Problems and tasks:
- 1) From the double chocolate cookie post, write out the passage starting with "Behold. That cookie." and going on through "using GF oats)".
- 2) In the double chocolate cookie post, what ingredient replaces the need for butter?

Extract:
────

When a girlfriend spoils you with your favourite chocolate bars, you make double chocolate cookies. It’s just what you do. No questions asked.
The other day I realized that I don’t have many nut-free cookie recipes on the blog. Sure, my most popular Vegan Chocolate Chip Cookies are nut-free, but there really isn’t much else that I could think of. In the name of comfort food and all things right on this blog, I decided to create the perfect crispy-on-the-edge-chewy-in-the-middle gooey double chocolate chunk cookie – free of nuts!
Heck yes.
Behold. That cookie.

Some fun facts about these cookies…
~ virgin coconut oil replaces the need for butter
~ they are made with whole grain oat flour (and are gluten-free when using GF oats)
~ as I mentioned, these are nut-free!
~ recipe contains small amount of ground flax for some extra nutrition and a (cheap!) egg replacer
~ rich, gooey, crispy around the edges
~ satisfies the most intense chocolate craving
~ husband approved!

────

Data for review:
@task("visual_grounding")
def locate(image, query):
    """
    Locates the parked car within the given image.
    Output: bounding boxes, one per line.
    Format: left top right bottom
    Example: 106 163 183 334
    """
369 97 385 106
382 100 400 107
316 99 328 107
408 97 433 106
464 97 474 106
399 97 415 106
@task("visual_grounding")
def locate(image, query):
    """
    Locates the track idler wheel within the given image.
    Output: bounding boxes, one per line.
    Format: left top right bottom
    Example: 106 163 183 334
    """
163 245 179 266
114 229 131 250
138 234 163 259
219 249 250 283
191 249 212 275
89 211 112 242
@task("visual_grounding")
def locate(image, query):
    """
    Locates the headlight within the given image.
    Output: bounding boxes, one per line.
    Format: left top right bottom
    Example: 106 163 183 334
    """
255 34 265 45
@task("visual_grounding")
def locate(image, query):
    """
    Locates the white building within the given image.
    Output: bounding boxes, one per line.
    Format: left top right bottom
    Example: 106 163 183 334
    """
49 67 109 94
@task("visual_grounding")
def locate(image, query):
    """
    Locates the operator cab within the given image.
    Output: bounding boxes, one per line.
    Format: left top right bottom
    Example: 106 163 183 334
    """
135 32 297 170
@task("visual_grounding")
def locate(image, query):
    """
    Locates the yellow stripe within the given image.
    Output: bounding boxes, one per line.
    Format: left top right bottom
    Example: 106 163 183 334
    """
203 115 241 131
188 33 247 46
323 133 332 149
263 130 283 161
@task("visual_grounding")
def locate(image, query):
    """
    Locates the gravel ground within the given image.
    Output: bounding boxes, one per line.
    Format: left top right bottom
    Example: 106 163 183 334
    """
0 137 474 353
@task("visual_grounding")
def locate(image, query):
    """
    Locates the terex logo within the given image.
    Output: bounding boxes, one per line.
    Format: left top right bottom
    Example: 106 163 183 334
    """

────

Exercise results:
- 1)
Behold. That cookie.

Some fun facts about these cookies…
~ virgin coconut oil replaces the need for butter
~ they are made with whole grain oat flour (and are gluten-free when using GF oats)

- 2) Virgin coconut oil.